→ Task description: Lines holding the word "curtain" are the ones to copy from the data below.

→ Record extracts:
========================================================================

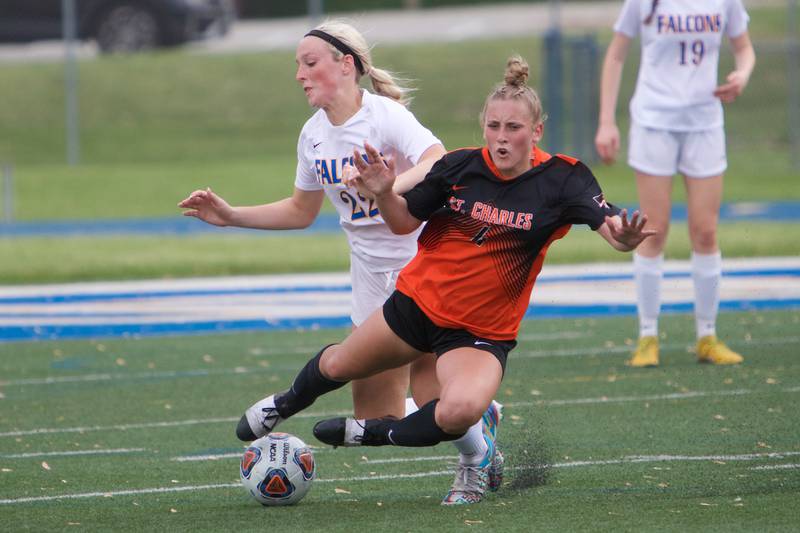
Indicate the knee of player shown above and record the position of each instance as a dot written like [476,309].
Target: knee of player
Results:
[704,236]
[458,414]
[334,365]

========================================================================

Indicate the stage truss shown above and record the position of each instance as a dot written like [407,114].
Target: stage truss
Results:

========================================================================

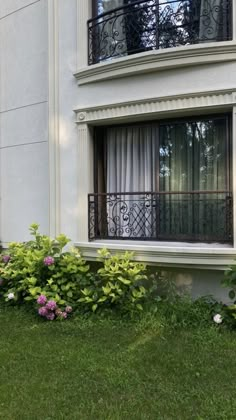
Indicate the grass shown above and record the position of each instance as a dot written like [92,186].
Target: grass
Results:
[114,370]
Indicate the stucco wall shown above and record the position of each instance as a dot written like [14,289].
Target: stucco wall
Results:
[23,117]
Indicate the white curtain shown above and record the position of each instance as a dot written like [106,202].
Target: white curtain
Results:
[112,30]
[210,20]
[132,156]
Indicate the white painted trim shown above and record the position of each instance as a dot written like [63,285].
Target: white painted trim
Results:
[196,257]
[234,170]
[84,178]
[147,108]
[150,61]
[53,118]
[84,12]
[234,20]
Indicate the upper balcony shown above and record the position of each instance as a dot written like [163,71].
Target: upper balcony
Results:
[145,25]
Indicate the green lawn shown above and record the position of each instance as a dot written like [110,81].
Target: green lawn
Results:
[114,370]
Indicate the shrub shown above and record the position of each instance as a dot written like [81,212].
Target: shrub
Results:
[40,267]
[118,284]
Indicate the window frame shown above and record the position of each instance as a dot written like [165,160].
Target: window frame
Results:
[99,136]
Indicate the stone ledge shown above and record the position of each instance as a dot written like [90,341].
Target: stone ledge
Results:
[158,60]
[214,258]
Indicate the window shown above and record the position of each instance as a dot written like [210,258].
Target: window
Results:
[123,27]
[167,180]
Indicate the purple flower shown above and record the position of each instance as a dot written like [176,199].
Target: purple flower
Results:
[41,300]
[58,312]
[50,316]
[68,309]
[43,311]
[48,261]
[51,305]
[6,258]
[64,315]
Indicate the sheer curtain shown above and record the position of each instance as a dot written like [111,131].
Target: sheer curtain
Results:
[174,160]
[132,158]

========================================================================

→ Exercise answer:
Indicate the white curtain shown above and record the position of each instance as a dot written like [106,202].
Target: white curtain
Indicate the sheer curtain shown above and record the position of each instance as a dot written like [111,131].
Target: sheer curtain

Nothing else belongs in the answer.